** PASSAGE TO READ **
◆ ◆ ◆ ◆

Artist Leomacs absolutely nails the cinematic energy of the book. The panels feel staged like shots from a horror film, balancing brutal gore with exaggerated camp in a way that somehow never undercuts the tension. When the violence happens, it’s messy and explosive, but it never slips into misery. The comic always remembers that horror can be fun. And it really is fun.
The severed heads themselves become this bizarre chorus of manipulative, terrified, angry men all trying to lie, bargain, threaten, or talk their way out of their situation while sitting inside a wicker basket. It’s grotesque, funny, uncomfortable, and weirdly charming all at once. The comic constantly dances between horror and dark comedy without ever losing momentum. At the centre of all of it is June, who I absolutely adored.

◆ ◆ ◆ ◆

** WORK INSTRUCTIONS **
a) Please summarize the horror comic review above in two sentences.
b) Carry on with the horror comic review from the point where it stops.

** SUPPLIED MATERIAL **
◆ ◆ ◆ ◆

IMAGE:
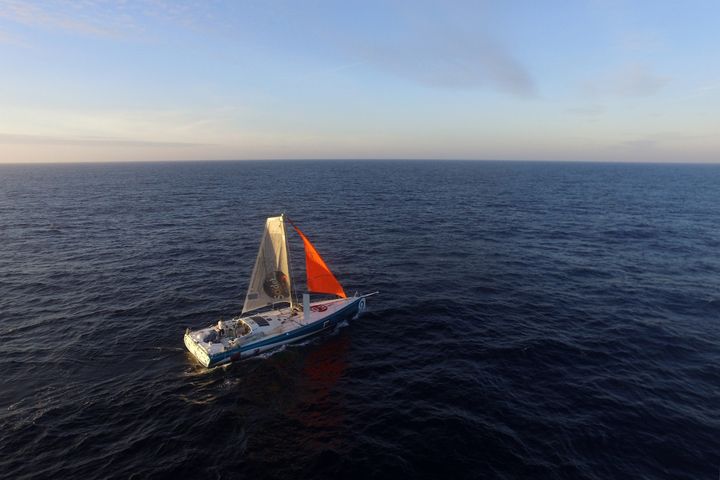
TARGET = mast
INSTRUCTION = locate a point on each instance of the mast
(290, 275)
(270, 282)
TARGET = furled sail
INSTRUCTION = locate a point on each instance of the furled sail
(270, 281)
(319, 277)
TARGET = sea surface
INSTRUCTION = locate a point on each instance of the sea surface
(535, 320)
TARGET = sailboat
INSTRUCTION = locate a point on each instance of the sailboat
(271, 315)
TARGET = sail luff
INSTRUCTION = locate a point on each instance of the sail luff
(270, 282)
(319, 277)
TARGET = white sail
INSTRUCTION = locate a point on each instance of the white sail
(270, 281)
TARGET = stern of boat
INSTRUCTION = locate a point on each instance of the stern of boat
(196, 349)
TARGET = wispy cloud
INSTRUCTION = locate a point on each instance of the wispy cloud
(453, 60)
(103, 18)
(23, 139)
(631, 80)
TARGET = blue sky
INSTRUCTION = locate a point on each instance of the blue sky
(606, 80)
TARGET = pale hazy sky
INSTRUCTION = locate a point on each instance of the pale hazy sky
(611, 80)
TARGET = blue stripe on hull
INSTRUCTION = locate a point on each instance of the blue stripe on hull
(302, 332)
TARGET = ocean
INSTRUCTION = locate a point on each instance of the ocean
(535, 320)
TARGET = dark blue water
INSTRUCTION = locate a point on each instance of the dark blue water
(536, 320)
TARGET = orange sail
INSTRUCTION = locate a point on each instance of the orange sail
(320, 278)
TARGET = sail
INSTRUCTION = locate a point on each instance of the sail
(270, 281)
(320, 278)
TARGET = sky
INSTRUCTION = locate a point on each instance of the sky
(580, 80)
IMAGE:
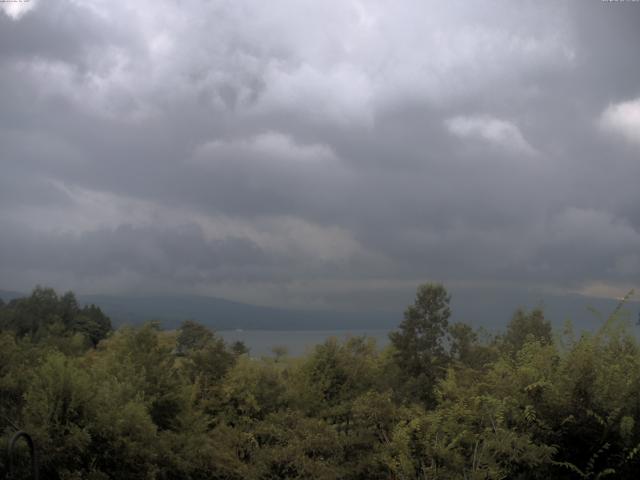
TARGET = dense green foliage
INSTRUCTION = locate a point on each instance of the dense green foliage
(442, 401)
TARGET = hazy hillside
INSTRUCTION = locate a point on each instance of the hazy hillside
(490, 309)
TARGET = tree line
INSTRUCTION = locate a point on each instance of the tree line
(442, 401)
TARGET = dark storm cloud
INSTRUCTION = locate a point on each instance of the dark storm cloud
(342, 144)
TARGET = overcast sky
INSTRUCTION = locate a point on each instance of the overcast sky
(319, 153)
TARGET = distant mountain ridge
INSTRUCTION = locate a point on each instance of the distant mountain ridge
(480, 308)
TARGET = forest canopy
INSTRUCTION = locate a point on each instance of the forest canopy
(442, 401)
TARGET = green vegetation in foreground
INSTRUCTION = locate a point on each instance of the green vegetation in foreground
(442, 401)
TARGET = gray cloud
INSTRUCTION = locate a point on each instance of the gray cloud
(266, 151)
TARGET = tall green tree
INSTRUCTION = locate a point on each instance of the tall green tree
(420, 342)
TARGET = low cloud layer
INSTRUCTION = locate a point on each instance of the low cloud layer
(294, 152)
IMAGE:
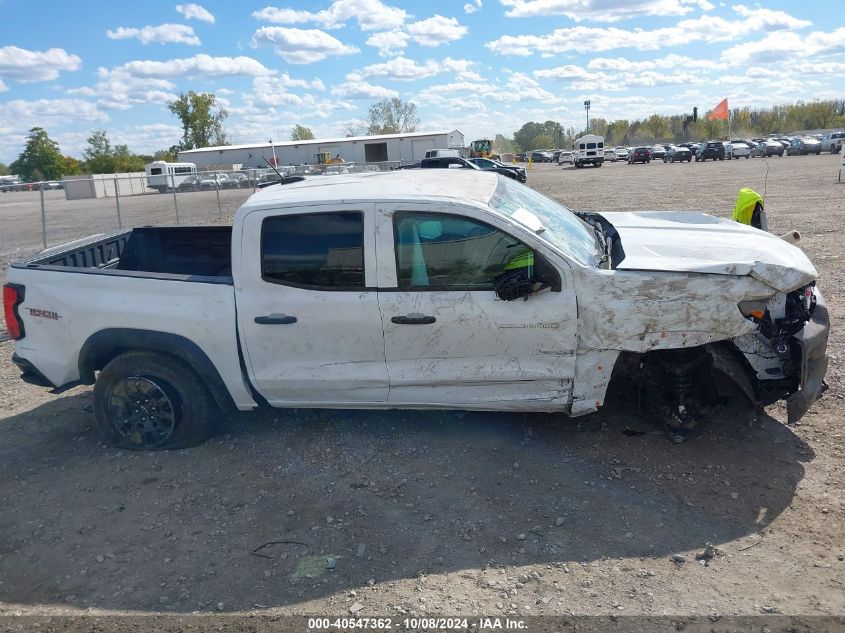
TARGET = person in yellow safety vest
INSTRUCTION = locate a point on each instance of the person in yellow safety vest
(749, 209)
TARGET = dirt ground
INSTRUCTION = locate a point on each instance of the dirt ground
(399, 513)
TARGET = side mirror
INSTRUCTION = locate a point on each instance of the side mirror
(515, 284)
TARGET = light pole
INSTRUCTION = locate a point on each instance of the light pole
(273, 147)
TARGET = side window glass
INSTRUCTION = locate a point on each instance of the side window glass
(317, 250)
(440, 251)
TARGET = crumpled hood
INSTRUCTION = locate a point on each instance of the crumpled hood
(701, 243)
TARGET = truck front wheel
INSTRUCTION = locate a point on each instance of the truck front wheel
(152, 401)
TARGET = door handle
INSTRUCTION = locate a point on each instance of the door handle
(275, 319)
(413, 319)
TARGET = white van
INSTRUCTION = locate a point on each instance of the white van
(589, 150)
(163, 176)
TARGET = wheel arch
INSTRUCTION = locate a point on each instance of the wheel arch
(103, 346)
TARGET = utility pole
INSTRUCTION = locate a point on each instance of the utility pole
(273, 147)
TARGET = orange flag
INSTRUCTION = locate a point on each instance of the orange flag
(720, 111)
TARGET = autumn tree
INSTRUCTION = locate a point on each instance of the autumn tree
(392, 116)
(40, 158)
(301, 133)
(201, 118)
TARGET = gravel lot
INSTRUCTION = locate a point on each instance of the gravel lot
(391, 513)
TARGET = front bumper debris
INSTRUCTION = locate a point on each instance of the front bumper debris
(812, 341)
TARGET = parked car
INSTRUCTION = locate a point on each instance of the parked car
(677, 154)
(566, 158)
(710, 149)
(833, 142)
(767, 148)
(214, 181)
(239, 180)
(540, 157)
(511, 171)
(804, 145)
(493, 296)
(191, 183)
(640, 155)
(737, 150)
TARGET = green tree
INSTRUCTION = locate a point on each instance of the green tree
(656, 126)
(392, 116)
(201, 118)
(40, 158)
(543, 141)
(124, 160)
(71, 166)
(301, 133)
(502, 145)
(167, 155)
(99, 156)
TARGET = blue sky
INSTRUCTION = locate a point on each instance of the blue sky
(480, 66)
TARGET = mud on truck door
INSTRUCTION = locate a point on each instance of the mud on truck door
(449, 340)
(310, 326)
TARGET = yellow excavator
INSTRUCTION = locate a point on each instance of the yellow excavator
(482, 148)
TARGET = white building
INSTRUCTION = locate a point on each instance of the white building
(405, 148)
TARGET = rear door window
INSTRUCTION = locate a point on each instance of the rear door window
(316, 250)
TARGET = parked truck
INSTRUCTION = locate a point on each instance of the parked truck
(441, 289)
(589, 150)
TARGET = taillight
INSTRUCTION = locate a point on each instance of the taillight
(12, 298)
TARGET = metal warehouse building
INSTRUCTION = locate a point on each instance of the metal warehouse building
(407, 148)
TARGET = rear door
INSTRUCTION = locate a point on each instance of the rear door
(308, 318)
(449, 341)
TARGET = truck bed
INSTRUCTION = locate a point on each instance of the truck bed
(190, 253)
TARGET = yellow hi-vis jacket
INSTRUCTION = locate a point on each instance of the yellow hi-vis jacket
(746, 201)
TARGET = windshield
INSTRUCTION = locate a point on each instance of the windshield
(564, 231)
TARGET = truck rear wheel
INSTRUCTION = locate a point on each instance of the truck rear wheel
(152, 401)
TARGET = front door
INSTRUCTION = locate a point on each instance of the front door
(449, 341)
(310, 326)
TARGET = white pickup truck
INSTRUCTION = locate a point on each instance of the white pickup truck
(417, 289)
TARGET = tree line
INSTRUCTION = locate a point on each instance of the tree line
(202, 119)
(745, 122)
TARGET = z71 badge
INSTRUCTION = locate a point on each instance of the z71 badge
(45, 314)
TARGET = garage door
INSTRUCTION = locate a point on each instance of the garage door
(419, 147)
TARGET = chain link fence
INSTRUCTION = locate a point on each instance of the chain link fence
(39, 215)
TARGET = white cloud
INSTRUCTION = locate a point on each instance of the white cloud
(371, 15)
(162, 34)
(461, 68)
(201, 64)
(587, 39)
(29, 66)
(119, 90)
(195, 12)
(20, 114)
(362, 90)
(436, 30)
(402, 69)
(472, 7)
(301, 46)
(778, 47)
(602, 10)
(389, 43)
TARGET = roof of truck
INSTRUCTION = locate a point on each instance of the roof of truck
(402, 184)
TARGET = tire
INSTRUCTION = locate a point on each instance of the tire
(184, 412)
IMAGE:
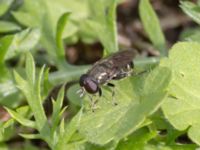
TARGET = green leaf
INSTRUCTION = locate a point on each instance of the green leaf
(30, 136)
(6, 26)
(137, 99)
(4, 46)
(4, 6)
(31, 13)
(184, 99)
(103, 23)
(22, 42)
(57, 109)
(152, 26)
(21, 119)
(74, 98)
(192, 10)
(137, 140)
(32, 93)
(30, 69)
(70, 129)
(59, 31)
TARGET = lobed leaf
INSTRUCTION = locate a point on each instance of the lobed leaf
(136, 103)
(184, 99)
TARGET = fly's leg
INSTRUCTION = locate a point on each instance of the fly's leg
(113, 93)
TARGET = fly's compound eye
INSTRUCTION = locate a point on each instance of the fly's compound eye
(89, 85)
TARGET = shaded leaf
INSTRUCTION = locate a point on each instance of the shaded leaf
(21, 119)
(6, 26)
(184, 99)
(136, 103)
(4, 6)
(152, 26)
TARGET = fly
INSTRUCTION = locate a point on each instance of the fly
(114, 67)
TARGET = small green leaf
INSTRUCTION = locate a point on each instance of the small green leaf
(104, 23)
(70, 129)
(4, 46)
(57, 109)
(30, 69)
(21, 119)
(184, 98)
(30, 136)
(22, 42)
(152, 26)
(4, 6)
(192, 10)
(137, 140)
(59, 31)
(6, 26)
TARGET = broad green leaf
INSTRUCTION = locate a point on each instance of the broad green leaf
(152, 26)
(192, 10)
(137, 140)
(184, 99)
(137, 99)
(32, 94)
(21, 119)
(22, 42)
(9, 94)
(6, 26)
(4, 6)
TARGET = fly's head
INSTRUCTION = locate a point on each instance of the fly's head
(87, 84)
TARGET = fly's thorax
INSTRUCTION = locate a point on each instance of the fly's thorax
(89, 84)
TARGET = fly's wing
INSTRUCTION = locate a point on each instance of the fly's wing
(105, 69)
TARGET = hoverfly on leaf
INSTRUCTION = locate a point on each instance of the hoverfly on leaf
(114, 67)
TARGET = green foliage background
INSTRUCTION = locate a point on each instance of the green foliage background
(163, 98)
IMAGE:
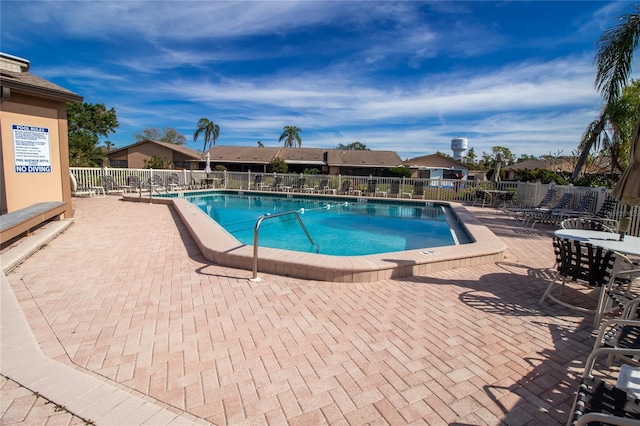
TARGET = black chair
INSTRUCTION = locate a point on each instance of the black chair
(600, 402)
(592, 224)
(622, 332)
(584, 263)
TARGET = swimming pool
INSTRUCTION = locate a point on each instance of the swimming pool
(337, 227)
(218, 246)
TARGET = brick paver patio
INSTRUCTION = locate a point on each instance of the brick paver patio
(125, 295)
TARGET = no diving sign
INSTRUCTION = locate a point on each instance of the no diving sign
(32, 151)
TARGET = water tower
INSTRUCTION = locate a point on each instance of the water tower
(458, 146)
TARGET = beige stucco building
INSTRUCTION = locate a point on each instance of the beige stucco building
(35, 150)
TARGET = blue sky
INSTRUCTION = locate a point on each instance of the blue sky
(404, 76)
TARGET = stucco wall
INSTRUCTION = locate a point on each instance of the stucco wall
(24, 189)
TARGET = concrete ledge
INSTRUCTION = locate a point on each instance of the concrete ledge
(29, 245)
(23, 220)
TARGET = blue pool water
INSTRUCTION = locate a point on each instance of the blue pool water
(340, 228)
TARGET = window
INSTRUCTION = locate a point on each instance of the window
(451, 174)
(118, 164)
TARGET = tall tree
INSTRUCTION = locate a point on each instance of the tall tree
(614, 58)
(87, 122)
(210, 131)
(290, 134)
(167, 134)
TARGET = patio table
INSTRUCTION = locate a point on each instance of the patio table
(630, 246)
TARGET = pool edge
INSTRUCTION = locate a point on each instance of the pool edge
(219, 247)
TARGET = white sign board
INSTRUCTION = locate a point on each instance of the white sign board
(31, 149)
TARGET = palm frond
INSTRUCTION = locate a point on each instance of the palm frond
(614, 55)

◆ ◆ ◆ ◆

** REPLIES **
a) The reviewer praises artist Leomacs for staging the panels like shots from a horror film, mixing brutal gore with camp without undercutting the tension and keeping the messy violence fun rather than miserable. The severed heads, a chorus of men in a wicker basket trying to lie, bargain, or threaten their way out, make the comic grotesque, funny, and charming as it moves between horror and dark comedy without losing momentum, with June at the center.

b)
One of the easiest traps in stories like this is turning the protagonist into an unstoppable “badass” archetype stripped of personality the moment violence starts. June never becomes that. She’s smart, frightened, determined, and deeply human throughout the entire ordeal. Even while she’s quite literally chopping through criminals to survive, she still feels grounded. She has ambitions, insecurities, intelligence, and emotional depth beyond simply being “the final girl.”
Joe Hill has always been excellent at writing women who feel like actual people rather than horror archetypes, and June joins a long list of memorable Hill protagonists because of it. The comic also carries that unmistakable Hill flavour where the horror is entertaining on the surface but threaded with commentary underneath.
There’s anger running through the story about violent men, power, corruption, and the way certain people believe they can simply take whatever they want from the world. But thankfully, the comic never gets so tangled in its themes that it forgets to entertain you. Because first and foremost, this thing absolutely rips.
It’s bloody. It’s tense. It’s funny. It’s dramatic. It’s campy in the exact right ways. And every issue ends with the kind of momentum that makes you immediately need the next one.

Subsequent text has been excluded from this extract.